**SOURCE PASSAGE**

-- Begin --

2.  Life begins at Contract-ception. – In every deal I have been a part of as counsel for buyer, seller or lender, there has been a written Contract executed by the necessary parties to the deal.  Lender’s counsel must have a complete and legible copy of the Contract (including any and all Exhibits thereto, amendments thereof, and other related documentation), and will use the Contract in preparing the Lender’s Closing Checklist, a document that provides what materials, conditions, and data that must be delivered, satisfied and/or prepared prior to Closing.  Also, any changes to the Contract after it is delivered to Lender’s counsel must also be received by such counsel or the closing can be delayed.

3.  Show me the Money. – If the Contract calls for a Deposit, or a number of Deposits, then make sure each has been delivered to the applicable escrow agent and evidence of each Deposit made is given to Lender and its counsel.

4.  Now, show me the Survey. – In most commercial real estate transactions, unless the subject property is a condominium unit, it is in the best interests of the Buyer to have a current survey of the subject property prepared, and it should show and label all applicable title matters.  With the survey, Buyer and Lender can make an informed decision about the Property, its condition and matters that affect title to it.  Lender’s counsel will need to have sufficient time to review the Survey and related matters that affect the subject property, PLUS the Survey must be certified correctly (usually to the Lender, the title insurance company, the Buyer, and the closing agent).

5.  He said, She said. – Effective communication among the essential parties is critical having a smooth Closing.  Therefore, Lender’s counsel must receive, early in the process, the names and contact information of all parties and their representatives (i.e., lawyers) in the transaction.  Often the Broker can be a tremendous asset in this area.

-- End --

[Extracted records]
-- Begin --

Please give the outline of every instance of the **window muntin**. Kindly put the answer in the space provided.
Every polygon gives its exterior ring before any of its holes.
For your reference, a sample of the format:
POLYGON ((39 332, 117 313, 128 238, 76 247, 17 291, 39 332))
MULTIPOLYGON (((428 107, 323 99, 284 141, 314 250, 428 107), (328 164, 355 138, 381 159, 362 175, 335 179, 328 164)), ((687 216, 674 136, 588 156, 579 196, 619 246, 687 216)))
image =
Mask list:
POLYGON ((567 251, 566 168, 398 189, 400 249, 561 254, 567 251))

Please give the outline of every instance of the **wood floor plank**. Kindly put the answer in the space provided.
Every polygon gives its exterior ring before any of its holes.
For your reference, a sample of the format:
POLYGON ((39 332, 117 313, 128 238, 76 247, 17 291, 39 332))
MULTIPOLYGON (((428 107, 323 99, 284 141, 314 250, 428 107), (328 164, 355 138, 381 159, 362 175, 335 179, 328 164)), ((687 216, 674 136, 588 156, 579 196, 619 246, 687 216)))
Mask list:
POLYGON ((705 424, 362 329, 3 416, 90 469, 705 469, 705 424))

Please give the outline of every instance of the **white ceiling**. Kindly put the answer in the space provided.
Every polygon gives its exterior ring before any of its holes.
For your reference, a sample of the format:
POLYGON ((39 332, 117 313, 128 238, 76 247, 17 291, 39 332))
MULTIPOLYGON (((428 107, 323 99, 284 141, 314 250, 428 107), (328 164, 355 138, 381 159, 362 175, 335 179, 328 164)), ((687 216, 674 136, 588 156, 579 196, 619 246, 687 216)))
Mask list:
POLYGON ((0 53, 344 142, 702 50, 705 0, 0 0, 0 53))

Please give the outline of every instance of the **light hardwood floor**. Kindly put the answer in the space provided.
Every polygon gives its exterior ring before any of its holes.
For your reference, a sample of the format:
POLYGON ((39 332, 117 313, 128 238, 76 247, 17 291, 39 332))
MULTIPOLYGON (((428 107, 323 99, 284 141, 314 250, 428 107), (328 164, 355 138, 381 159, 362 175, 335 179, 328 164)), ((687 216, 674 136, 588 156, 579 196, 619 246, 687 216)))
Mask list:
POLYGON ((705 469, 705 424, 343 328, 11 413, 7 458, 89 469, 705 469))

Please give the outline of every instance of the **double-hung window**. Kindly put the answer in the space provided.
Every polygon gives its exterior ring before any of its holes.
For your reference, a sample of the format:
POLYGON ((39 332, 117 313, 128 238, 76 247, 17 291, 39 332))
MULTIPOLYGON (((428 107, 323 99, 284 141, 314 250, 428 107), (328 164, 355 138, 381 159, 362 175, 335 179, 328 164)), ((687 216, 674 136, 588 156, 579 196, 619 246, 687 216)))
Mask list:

-- End --

**TO-DO LIST**
(a) Answer these questions using the passage on commercial real estate closings:
(i) Which document does Lender's counsel prepare using the Contract?
(ii) To whom is the Survey usually certified?
(iii) Who can often be a tremendous asset in communication among the parties?
(b) Write out the records from their first line up to and including the line with "POLYGON ((705 424, 362".
The text and the records have no connection to each other.

**SOLUTIONS FOR EACH TASK**
(a)
(i) The Lender's Closing Checklist.
(ii) The Lender, the title insurance company, the Buyer, and the closing agent.
(iii) The Broker.

(b)
Please give the outline of every instance of the **window muntin**. Kindly put the answer in the space provided.
Every polygon gives its exterior ring before any of its holes.
For your reference, a sample of the format:
POLYGON ((39 332, 117 313, 128 238, 76 247, 17 291, 39 332))
MULTIPOLYGON (((428 107, 323 99, 284 141, 314 250, 428 107), (328 164, 355 138, 381 159, 362 175, 335 179, 328 164)), ((687 216, 674 136, 588 156, 579 196, 619 246, 687 216)))
image =
Mask list:
POLYGON ((567 251, 566 168, 398 189, 400 249, 561 254, 567 251))

Please give the outline of every instance of the **wood floor plank**. Kindly put the answer in the space provided.
Every polygon gives its exterior ring before any of its holes.
For your reference, a sample of the format:
POLYGON ((39 332, 117 313, 128 238, 76 247, 17 291, 39 332))
MULTIPOLYGON (((428 107, 323 99, 284 141, 314 250, 428 107), (328 164, 355 138, 381 159, 362 175, 335 179, 328 164)), ((687 216, 674 136, 588 156, 579 196, 619 246, 687 216)))
Mask list:
POLYGON ((705 424, 362 329, 3 416, 90 469, 705 469, 705 424))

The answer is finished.